# [Challenge]
Please translate this sentence from the engagement ring article below into Spanish: "That was about 25 years ago, shortly after starting my second business."

# [Reading text]
== == ==
Do Not Buy That Engagement Ring Until You Do This First
The diamond engagement ring has become a nearly global symbol and along with it a ridiculously outdated way of buying it.
I was engaged on the fourth of July. I popped the question to my long time girlfriend, in front of a London Pub, on our way from Paris — just after the big fireworks finale at EPCOT; it was actually much more romantic than it sounds. But it wasn’t all that unique. Turns out that the 4th makes the top ten list of most popular dates to get engaged, and the only date in the top ten not in the November through February time frame.
That was about 25 years ago, shortly after starting my second business. I recall telling my business partner that I was going to have to borrow a little from the corporate account to pay for the engagement ring.
Outside of my house and first car it was the single most expensive purchase I’d ever made at the time. I recall how the jeweler carefully handled the dozens of stones of various shapes and sizes spread out on a velvet mat under bright lights. Then there was matching the stone to the setting. I quipped to him that as beautiful as these gems were they were also nothing more than a well controlled monopoly. Surprisingly he agreed, and then said, “It’s tradition. Don’t worry, she’ll love it!”
What? You’ve never Seen A Guy Wearing A Fanny Pack?
For a week after my purchase my girlfriend and I vacationed at Disney World. I carried that ring with me everywhere I’d go in a fanny pack that was permanently attached to my waist. My soon to be fiancé shared with me later that she knew something was a bit off when I refused to go swimming without taking off the fanny pack. As insane as it now seems, I was carrying around the entire bottom line from our first year in business in that pouch.
== == ==
# [Records shown]
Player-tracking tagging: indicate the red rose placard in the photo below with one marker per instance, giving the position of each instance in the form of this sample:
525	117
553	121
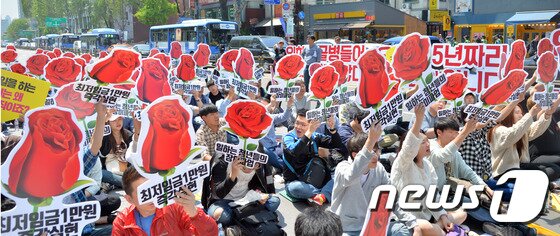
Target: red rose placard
244	64
411	57
323	82
57	52
547	67
165	59
501	91
62	70
545	45
69	54
8	56
103	54
18	68
248	119
227	59
454	87
186	68
290	66
153	52
313	67
516	57
341	69
67	97
86	57
175	51
34	174
202	55
36	63
374	82
153	82
168	141
117	67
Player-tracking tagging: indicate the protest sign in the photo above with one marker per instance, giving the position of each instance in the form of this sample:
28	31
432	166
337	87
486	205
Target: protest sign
348	53
322	85
249	121
153	81
288	68
426	94
21	93
231	151
117	67
39	174
378	216
545	99
482	114
90	91
165	149
502	90
202	55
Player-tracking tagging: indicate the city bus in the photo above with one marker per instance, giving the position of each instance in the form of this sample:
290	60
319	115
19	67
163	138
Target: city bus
215	33
66	41
99	40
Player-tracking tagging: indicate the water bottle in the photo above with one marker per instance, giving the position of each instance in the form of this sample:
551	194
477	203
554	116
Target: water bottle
221	231
16	125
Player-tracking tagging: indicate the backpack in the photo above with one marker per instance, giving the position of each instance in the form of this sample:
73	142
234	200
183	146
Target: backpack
254	219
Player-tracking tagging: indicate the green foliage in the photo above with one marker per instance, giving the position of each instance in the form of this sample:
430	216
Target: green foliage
14	29
155	12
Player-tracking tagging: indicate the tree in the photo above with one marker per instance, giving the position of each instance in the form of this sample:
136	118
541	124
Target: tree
14	29
155	12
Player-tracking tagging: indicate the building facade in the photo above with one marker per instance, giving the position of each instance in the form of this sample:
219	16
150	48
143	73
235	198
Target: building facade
364	21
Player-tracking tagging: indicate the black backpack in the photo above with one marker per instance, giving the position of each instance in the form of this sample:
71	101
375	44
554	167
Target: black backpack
254	219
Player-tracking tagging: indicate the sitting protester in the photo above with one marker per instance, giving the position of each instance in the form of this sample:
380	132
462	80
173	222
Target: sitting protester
412	168
314	221
301	157
113	151
179	218
233	181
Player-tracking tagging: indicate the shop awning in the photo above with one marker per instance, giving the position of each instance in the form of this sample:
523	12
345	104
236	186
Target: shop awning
266	23
357	25
328	27
532	17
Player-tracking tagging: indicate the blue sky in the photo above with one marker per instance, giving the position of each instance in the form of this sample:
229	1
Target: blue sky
9	7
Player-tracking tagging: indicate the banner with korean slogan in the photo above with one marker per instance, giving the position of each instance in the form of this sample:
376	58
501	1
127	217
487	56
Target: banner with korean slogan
288	69
378	90
165	150
44	169
20	94
322	85
250	122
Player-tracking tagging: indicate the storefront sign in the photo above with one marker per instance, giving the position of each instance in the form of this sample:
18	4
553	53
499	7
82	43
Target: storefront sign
438	15
339	15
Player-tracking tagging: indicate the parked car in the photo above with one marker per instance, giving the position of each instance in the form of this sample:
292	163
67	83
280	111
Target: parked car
331	41
262	47
398	39
143	49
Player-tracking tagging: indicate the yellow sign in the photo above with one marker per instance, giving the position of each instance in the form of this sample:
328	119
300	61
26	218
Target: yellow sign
437	15
446	23
20	94
338	15
434	4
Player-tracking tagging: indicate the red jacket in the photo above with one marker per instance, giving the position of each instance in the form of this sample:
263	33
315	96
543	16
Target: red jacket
171	220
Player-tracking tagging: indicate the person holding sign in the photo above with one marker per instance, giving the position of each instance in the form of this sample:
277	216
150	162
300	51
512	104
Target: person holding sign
411	168
311	54
301	147
180	218
234	181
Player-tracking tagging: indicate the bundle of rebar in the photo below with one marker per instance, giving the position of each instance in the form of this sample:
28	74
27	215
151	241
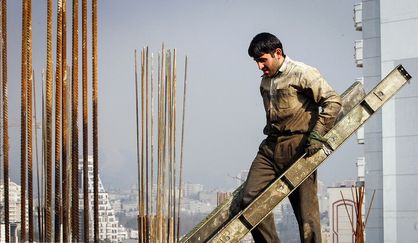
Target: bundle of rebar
66	152
5	115
158	211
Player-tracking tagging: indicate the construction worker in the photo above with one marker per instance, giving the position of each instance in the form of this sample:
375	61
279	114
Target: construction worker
300	108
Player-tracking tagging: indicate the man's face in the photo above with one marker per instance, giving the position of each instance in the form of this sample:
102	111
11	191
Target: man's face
269	63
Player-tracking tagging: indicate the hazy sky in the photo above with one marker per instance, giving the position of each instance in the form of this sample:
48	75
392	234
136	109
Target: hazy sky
225	116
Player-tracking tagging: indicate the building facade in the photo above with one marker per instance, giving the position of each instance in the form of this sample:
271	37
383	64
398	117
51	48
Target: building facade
390	36
109	228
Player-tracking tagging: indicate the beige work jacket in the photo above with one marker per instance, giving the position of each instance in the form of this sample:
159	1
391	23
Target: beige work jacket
293	98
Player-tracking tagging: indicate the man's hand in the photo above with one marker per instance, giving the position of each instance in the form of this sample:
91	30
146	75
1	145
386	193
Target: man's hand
315	143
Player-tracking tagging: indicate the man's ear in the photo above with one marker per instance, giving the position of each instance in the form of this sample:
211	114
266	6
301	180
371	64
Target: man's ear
278	52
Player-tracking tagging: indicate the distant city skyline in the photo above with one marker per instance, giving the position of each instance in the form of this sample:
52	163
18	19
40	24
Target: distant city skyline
224	117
== == ==
# [Solution to the problem]
Eso fue hace unos 25 años, poco después de empezar mi segundo negocio.